[EXTRACTED TEXT]

Guidance

Clinical Trials Regulations enforcement provisions

Updated 19 March 2026

The following guidance accompanies the Medicines for Human Use (Clinical Trials) Regulations 2004, as amended by the Medicines for Human Use (Clinical Trials) (Amendment) Regulations 2025. These amendments come into force on 28 April 2026, and any reference to ‘the amended Clinical Trials Regulations’ in this guidance should be construed as referring to the amended version.

For assistance in determining whether a clinical trial is within the scope of these Regulations, refer to the Is it a clinical trial of a medicinal product? algorithm.

Part 2 of Schedule 1 to the amended Clinical Trials Regulations requires that the investigator and sponsor have regard to all relevant guidance with respect to commencing and conducting a clinical trial.

Investigators and sponsors (and any individual or organisation that the sponsor delegates trial-related activities to) must, therefore, ensure that they are fully aware of the information within this guidance and act accordingly to achieve and maintain regulatory compliance.

Background

The MHRA uses a system of seeking compliance, which escalates through actions which can be managed during the inspection process through to recommendations for regulatory action and issuing of infringement notices.

Criminal prosecution is used only as a matter of last resort. This supports the MHRA’s efforts as a pragmatic regulator to resolve issues without resorting to legal action but enabling us to do so if required.

Under the amended Clinical Trials Regulations, the provisions against which an infringement notice or an offence can be raised have been expanded, primarily to reflect changes in legislation as a result of this revision, but also to bring the ability to issue infringement notices against the same provisions which, if contravened, constitute an offence.  

The list of provisions can be found in Regulation 48 (‘Infringement Notices’) and Regulation 49 (‘Offences’).

Significant additions

Sponsors and applicants should be aware that notifications of an important detail or making a modification request to the MHRA or ethics committee which contain false or misleading information may have action taken against them.

New offences associated with non-investigational medicinal products, the notification scheme, record keeping associated with serious adverse events and reactions, transparency requirements and lapse of clinical trial approval have been created.

[EXTRACTED MATERIAL]
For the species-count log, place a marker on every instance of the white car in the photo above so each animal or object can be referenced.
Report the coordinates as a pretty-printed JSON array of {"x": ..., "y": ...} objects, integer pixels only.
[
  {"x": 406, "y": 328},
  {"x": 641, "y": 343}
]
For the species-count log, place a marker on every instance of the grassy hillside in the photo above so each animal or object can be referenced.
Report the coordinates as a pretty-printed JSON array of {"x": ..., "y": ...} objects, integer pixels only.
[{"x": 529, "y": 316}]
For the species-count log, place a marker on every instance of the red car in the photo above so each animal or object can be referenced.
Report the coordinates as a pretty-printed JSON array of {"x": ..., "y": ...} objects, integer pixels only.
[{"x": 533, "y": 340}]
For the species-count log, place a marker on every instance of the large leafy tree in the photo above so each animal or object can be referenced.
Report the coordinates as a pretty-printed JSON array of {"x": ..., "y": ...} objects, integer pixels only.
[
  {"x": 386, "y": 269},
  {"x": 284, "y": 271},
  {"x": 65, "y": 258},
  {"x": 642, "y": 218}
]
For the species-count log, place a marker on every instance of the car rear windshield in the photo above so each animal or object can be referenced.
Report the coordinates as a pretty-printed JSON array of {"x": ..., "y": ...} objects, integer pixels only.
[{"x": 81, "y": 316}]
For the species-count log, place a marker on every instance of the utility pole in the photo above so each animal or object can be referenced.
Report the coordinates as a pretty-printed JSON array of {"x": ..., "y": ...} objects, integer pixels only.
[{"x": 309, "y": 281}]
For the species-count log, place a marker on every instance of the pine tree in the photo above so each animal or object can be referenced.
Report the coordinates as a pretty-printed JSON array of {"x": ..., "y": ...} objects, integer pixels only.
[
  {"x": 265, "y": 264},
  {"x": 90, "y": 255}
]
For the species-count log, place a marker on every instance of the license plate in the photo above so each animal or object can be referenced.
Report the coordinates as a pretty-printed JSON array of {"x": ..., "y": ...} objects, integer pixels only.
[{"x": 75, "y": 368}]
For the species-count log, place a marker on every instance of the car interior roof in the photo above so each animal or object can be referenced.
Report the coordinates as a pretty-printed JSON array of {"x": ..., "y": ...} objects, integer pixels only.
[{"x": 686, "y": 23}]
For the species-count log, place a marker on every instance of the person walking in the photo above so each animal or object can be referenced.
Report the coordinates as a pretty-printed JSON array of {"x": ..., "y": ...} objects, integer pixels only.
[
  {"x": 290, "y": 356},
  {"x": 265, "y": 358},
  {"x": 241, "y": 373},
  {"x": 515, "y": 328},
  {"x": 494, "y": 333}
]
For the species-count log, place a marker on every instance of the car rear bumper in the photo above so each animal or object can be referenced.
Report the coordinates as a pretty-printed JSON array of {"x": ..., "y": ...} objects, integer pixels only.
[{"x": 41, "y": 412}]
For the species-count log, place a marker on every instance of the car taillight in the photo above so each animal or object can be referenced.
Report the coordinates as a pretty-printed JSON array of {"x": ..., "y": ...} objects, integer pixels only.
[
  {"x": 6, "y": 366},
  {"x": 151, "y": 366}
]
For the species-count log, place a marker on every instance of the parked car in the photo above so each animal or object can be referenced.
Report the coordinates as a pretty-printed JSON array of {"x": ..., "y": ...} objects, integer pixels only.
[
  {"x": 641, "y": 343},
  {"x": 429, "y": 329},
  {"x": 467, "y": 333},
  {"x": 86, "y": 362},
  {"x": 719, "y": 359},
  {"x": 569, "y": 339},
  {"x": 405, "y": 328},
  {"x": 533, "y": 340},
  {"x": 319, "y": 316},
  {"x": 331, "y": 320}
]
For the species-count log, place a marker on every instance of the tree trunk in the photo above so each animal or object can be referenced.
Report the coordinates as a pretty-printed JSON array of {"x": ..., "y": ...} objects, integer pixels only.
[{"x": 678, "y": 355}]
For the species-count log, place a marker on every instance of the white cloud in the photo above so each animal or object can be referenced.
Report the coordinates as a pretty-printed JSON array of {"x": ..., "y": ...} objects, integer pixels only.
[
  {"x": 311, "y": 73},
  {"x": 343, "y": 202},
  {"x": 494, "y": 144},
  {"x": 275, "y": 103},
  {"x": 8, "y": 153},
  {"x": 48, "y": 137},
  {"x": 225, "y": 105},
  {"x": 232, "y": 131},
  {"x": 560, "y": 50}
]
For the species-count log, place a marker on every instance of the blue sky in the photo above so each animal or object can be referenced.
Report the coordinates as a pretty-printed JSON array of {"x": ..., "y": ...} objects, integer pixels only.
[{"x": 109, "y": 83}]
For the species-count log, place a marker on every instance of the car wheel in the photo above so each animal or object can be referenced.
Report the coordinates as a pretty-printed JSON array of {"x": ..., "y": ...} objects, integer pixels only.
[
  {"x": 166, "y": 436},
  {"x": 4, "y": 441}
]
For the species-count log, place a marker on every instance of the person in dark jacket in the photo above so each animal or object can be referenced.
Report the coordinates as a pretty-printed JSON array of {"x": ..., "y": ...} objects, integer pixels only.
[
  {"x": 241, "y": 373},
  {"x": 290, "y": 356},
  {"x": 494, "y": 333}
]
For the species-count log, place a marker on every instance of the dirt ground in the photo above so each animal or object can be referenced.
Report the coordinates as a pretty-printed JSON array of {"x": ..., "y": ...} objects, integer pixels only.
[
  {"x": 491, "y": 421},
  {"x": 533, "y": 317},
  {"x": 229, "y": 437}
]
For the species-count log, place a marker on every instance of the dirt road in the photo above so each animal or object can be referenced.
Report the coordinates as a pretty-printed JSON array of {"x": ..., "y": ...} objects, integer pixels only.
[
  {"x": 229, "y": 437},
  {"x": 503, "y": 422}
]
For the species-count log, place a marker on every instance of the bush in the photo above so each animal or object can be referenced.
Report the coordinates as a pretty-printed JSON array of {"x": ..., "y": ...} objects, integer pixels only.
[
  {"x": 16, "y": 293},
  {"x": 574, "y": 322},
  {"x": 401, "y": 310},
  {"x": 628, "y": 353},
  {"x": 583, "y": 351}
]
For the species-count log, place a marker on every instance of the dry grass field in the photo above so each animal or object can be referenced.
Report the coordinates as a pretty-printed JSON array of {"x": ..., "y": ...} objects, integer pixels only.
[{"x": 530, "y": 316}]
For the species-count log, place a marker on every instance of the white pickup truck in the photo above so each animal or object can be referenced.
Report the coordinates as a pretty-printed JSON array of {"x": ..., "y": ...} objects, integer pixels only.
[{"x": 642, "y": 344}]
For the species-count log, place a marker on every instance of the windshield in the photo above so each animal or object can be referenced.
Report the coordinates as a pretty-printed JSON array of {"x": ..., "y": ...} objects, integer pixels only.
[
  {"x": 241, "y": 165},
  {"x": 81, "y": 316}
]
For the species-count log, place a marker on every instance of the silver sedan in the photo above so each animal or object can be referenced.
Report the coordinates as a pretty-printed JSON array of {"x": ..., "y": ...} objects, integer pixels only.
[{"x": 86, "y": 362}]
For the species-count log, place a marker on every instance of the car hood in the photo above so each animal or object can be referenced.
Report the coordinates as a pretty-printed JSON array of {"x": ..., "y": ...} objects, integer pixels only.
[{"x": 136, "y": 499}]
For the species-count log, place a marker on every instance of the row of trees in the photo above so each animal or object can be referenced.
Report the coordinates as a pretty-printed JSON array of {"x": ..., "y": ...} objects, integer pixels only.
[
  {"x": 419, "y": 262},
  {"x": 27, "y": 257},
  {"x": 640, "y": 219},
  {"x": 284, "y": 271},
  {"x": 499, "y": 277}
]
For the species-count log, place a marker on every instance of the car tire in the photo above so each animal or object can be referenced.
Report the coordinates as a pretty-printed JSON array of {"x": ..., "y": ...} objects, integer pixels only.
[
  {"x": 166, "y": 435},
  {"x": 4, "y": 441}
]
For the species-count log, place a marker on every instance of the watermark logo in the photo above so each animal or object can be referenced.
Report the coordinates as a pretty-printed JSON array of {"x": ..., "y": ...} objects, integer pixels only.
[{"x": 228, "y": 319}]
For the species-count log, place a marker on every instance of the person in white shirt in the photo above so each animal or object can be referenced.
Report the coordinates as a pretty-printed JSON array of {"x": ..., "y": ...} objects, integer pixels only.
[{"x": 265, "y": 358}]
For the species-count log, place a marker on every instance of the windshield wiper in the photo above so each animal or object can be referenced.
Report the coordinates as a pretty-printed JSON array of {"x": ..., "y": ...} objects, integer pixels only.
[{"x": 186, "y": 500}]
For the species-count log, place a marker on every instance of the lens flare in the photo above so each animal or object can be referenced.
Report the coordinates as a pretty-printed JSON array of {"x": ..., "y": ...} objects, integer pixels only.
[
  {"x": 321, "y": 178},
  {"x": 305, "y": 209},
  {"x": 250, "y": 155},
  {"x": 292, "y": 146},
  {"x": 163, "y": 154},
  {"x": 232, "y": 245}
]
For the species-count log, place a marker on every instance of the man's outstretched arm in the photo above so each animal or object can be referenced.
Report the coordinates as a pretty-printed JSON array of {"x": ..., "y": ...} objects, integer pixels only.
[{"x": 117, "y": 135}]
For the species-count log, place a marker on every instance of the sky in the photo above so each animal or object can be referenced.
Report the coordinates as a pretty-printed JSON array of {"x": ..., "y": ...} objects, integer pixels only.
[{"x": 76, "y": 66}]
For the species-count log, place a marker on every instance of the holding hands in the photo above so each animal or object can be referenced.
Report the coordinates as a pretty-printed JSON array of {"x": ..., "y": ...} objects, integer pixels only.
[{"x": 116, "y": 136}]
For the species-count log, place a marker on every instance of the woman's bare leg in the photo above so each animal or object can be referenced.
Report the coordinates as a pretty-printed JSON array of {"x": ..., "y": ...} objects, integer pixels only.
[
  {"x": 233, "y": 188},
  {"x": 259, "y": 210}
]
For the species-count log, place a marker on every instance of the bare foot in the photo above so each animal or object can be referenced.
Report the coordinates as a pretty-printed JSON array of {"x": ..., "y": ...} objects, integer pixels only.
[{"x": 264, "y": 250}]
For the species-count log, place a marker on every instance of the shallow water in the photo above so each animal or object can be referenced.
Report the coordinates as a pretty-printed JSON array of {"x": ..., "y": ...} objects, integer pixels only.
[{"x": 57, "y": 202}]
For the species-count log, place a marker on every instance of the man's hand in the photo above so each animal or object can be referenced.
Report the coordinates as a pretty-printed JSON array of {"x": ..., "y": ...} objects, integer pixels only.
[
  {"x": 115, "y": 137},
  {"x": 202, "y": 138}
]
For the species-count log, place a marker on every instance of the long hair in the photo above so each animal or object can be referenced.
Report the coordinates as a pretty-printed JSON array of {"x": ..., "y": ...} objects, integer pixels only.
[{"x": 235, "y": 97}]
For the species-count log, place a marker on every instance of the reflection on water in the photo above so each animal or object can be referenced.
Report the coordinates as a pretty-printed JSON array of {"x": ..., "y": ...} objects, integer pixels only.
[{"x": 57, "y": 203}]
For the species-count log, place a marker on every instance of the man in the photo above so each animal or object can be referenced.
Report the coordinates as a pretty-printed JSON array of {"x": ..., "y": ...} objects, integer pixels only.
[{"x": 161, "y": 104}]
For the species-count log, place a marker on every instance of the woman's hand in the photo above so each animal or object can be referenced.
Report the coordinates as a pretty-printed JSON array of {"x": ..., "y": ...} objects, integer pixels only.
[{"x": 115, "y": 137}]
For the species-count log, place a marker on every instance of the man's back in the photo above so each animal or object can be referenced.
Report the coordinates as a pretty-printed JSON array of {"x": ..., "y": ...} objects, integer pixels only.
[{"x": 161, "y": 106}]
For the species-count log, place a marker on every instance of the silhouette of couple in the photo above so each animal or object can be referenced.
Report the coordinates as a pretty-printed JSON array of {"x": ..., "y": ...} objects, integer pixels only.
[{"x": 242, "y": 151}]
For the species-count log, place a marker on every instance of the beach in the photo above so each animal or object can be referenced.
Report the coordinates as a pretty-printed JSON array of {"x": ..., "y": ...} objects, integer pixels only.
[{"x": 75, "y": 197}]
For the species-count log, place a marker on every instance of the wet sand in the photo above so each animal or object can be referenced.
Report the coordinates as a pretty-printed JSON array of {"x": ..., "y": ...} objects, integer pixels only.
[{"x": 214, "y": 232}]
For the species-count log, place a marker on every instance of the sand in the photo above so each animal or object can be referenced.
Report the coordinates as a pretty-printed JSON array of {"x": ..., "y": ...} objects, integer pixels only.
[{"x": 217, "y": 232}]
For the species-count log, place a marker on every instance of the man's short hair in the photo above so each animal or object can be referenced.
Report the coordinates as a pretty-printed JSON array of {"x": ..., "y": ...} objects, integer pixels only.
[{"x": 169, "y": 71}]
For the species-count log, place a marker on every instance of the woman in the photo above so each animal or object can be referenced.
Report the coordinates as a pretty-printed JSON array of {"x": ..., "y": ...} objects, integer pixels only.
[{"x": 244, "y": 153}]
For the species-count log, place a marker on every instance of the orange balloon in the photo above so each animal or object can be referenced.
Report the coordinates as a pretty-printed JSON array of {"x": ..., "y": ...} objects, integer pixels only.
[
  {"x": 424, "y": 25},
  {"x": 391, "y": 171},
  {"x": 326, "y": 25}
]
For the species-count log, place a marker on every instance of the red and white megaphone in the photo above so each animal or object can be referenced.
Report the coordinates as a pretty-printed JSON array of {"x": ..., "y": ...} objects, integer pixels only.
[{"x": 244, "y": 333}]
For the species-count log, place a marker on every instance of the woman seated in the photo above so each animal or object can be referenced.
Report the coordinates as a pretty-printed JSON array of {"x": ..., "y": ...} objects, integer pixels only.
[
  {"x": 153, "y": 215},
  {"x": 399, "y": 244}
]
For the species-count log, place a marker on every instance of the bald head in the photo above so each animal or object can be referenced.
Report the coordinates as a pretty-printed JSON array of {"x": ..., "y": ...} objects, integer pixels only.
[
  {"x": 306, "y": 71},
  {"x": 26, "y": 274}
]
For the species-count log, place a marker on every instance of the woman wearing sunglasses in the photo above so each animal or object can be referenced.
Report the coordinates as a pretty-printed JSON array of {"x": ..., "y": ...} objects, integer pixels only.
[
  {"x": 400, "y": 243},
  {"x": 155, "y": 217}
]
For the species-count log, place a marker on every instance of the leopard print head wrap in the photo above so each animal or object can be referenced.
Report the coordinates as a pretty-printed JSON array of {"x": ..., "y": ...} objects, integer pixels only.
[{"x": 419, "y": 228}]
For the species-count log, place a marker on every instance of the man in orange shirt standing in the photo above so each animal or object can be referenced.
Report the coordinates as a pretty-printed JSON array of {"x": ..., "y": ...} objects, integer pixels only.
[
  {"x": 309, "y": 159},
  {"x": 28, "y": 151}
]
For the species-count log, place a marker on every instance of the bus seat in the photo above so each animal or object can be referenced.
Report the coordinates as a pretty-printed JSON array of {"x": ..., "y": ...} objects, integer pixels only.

[WORK TASK 1] On what date do the amendments described in the guidance come into force?
[WORK TASK 2] Please list every area for which the guidance says new offences have been created.
[WORK TASK 3] Rewrite the guidance starting at "Clinical Trials Regulations enforcement" and ending at "medicinal product? algorithm.", swapping "Regulations" for "Rules" throughout.
The listing comes from a separate source.

[PROBLEM SOLUTION 1] 28 April 2026.

[PROBLEM SOLUTION 2]
- Non-investigational medicinal products
- The notification scheme
- Record keeping associated with serious adverse events and reactions
- Transparency requirements
- Lapse of clinical trial approval

[PROBLEM SOLUTION 3]
Clinical Trials Rules enforcement provisions

Updated 19 March 2026

The following guidance accompanies the Medicines for Human Use (Clinical Trials) Rules 2004, as amended by the Medicines for Human Use (Clinical Trials) (Amendment) Rules 2025. These amendments come into force on 28 April 2026, and any reference to ‘the amended Clinical Trials Rules’ in this guidance should be construed as referring to the amended version.

For assistance in determining whether a clinical trial is within the scope of these Rules, refer to the Is it a clinical trial of a medicinal product? algorithm.